↓↓↓

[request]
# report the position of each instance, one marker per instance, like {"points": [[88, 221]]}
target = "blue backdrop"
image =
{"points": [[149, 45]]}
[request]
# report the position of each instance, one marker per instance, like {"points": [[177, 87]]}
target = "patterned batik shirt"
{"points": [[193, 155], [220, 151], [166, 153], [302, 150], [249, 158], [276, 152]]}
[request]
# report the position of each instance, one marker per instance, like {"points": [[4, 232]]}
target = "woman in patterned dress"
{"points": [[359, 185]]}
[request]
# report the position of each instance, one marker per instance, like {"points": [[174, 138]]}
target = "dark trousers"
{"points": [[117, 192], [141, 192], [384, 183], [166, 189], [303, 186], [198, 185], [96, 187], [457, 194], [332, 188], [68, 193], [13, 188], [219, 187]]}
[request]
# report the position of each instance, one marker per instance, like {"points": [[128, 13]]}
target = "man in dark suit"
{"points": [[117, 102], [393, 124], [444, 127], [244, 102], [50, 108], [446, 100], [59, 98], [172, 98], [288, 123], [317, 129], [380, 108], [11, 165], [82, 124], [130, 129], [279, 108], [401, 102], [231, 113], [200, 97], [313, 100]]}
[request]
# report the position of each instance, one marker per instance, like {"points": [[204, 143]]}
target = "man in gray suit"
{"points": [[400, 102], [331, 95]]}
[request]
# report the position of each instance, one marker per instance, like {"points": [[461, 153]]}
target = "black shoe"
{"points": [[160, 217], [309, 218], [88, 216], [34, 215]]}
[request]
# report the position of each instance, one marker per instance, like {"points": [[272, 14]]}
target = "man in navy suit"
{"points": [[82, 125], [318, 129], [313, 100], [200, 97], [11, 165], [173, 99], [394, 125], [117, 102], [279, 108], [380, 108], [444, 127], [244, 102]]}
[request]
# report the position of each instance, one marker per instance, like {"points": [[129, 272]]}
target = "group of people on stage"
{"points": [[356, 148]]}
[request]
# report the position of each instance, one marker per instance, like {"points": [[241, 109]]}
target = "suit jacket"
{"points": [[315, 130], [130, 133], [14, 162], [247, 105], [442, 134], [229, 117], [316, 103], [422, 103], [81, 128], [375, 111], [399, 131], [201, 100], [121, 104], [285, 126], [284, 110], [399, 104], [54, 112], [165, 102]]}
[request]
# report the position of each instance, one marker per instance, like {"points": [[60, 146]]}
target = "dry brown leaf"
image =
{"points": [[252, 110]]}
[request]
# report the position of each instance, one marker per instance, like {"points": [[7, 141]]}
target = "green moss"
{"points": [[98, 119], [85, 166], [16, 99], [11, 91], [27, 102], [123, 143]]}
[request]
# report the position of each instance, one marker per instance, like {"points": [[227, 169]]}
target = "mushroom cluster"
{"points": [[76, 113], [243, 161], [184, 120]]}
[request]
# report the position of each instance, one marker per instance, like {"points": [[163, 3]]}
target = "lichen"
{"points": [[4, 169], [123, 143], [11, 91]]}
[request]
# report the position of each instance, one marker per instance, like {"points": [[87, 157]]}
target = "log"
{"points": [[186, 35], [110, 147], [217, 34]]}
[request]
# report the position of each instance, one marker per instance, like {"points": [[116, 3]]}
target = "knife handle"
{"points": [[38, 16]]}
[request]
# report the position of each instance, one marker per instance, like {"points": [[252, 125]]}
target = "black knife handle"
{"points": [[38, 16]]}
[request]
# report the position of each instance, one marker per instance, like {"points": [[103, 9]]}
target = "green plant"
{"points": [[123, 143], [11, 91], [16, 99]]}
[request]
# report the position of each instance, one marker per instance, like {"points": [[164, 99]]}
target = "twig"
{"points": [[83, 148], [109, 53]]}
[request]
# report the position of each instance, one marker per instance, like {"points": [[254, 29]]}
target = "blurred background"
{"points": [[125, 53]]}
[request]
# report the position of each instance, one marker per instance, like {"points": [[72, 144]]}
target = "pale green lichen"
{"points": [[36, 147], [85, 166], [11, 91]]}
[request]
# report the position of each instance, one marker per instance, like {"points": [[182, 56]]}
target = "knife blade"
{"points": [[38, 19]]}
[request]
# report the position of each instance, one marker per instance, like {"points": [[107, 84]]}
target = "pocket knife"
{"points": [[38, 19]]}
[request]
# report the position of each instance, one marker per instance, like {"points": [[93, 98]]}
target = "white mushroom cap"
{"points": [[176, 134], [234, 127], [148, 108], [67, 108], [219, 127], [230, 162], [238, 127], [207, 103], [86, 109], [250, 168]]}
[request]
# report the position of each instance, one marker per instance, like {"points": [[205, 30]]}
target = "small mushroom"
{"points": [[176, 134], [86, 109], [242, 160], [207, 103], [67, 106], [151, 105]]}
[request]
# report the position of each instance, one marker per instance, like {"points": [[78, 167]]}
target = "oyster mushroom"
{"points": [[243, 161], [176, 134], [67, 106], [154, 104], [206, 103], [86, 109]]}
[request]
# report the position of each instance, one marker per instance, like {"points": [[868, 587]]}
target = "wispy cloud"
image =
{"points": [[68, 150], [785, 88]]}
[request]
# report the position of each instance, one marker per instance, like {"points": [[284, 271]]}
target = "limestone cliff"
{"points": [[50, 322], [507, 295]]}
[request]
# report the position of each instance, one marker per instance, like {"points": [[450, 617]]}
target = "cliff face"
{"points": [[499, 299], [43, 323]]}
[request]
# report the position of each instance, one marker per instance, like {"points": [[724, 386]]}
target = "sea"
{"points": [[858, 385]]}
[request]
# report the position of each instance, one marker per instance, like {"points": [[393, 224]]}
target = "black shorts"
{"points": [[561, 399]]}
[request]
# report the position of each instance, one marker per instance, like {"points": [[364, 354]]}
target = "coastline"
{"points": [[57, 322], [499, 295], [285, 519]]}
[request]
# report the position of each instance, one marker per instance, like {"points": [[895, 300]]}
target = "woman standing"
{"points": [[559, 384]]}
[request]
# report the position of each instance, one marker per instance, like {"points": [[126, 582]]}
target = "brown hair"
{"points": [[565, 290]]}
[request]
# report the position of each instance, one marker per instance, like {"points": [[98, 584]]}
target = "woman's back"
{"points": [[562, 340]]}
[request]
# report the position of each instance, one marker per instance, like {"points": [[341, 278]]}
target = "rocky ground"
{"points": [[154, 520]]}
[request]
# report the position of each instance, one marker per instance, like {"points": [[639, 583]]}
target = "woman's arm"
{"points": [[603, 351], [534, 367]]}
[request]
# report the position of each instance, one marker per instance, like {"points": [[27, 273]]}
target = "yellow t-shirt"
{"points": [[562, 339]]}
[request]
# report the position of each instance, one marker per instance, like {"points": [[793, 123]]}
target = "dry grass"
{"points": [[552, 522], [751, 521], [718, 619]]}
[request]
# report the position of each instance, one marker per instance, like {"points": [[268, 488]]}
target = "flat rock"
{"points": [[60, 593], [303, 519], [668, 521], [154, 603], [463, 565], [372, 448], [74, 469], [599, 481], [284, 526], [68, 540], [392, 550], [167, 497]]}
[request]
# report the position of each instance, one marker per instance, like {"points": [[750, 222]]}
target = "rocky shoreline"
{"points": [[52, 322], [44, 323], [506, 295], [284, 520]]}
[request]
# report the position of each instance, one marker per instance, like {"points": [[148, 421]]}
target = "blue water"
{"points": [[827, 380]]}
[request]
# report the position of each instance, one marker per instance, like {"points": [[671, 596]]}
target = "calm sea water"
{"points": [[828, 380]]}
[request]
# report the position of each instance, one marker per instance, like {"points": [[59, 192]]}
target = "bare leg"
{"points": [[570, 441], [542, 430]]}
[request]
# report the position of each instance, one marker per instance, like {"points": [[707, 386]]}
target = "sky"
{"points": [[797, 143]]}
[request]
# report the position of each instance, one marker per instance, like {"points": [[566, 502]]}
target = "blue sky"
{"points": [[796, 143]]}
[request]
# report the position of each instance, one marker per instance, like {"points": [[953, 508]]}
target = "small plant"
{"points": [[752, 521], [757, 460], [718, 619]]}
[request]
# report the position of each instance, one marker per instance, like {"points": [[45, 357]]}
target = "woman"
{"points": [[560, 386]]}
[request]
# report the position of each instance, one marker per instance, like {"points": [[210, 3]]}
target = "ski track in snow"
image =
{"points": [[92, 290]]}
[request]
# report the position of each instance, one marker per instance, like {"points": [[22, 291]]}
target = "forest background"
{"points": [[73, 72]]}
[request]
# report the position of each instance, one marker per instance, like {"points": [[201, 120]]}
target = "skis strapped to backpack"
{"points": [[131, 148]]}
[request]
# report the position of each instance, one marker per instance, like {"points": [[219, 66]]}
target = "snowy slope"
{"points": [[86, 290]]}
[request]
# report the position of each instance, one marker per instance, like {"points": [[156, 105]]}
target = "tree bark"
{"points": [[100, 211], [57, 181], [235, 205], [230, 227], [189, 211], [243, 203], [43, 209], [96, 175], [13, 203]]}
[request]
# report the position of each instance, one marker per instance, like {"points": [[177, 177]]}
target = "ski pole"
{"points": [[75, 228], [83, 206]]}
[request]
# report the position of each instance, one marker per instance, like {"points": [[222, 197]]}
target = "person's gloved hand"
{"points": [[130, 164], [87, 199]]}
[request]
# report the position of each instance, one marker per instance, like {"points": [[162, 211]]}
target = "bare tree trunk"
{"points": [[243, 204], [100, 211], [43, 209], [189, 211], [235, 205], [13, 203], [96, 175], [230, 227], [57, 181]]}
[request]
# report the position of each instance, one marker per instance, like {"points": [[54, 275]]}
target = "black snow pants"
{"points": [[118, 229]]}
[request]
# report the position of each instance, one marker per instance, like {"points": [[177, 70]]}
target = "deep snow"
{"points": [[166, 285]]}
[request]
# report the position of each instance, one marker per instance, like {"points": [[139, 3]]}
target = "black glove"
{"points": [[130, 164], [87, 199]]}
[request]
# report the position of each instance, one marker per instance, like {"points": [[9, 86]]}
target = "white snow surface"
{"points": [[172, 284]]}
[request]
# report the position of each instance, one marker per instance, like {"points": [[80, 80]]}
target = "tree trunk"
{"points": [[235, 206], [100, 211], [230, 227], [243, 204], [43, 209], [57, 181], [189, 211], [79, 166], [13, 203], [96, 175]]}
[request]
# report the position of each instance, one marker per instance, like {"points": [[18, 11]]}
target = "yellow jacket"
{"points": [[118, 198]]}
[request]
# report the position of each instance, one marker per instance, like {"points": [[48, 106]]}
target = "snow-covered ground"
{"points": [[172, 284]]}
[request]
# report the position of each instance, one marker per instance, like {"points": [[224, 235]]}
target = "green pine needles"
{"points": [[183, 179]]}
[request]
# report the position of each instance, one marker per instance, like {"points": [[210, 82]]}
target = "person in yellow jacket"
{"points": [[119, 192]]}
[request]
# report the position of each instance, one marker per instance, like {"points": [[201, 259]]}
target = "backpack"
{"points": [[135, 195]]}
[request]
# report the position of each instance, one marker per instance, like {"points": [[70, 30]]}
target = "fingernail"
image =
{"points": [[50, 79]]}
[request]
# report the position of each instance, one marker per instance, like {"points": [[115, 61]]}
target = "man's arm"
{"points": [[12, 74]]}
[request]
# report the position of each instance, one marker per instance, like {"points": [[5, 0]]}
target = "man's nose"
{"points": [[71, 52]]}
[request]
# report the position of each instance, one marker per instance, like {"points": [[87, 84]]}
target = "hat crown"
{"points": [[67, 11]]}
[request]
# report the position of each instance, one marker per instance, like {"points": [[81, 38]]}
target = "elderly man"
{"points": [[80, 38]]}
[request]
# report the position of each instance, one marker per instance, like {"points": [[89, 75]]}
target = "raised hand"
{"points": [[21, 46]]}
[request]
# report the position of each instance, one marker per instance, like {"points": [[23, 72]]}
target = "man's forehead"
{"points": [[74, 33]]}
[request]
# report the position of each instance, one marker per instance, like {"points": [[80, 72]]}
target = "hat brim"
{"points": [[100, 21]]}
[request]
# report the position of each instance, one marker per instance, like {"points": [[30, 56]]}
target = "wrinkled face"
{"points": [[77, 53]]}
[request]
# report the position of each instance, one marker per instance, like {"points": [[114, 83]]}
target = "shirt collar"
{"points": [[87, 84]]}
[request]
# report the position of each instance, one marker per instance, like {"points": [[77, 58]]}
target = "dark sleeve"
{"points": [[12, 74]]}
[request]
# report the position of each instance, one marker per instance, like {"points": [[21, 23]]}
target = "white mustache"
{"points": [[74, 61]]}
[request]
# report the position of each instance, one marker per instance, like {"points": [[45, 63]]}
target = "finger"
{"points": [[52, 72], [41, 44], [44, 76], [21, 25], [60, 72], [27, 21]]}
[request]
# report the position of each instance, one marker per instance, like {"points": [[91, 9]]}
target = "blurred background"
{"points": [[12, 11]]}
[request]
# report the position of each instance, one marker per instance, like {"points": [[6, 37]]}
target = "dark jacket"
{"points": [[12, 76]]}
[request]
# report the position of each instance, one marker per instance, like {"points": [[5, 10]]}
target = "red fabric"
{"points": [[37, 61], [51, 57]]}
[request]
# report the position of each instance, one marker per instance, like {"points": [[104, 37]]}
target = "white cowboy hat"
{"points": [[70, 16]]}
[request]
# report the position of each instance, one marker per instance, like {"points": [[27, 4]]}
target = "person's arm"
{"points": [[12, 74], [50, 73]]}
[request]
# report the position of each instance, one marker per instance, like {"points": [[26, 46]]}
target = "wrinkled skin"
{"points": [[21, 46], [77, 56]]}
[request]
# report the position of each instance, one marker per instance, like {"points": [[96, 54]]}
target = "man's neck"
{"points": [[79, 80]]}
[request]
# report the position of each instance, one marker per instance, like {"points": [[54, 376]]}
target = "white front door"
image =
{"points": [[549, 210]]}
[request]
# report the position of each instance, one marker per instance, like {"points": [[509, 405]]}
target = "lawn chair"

↑↑↑

OBJETIVO DO EXERCÍCIO: Quais linhas da listagem acima contêm a palavra "handle"? Destaque-as e copie cada uma delas.

RESPOSTA AO EXERCÍCIO:
target = "knife handle"
target = "black knife handle"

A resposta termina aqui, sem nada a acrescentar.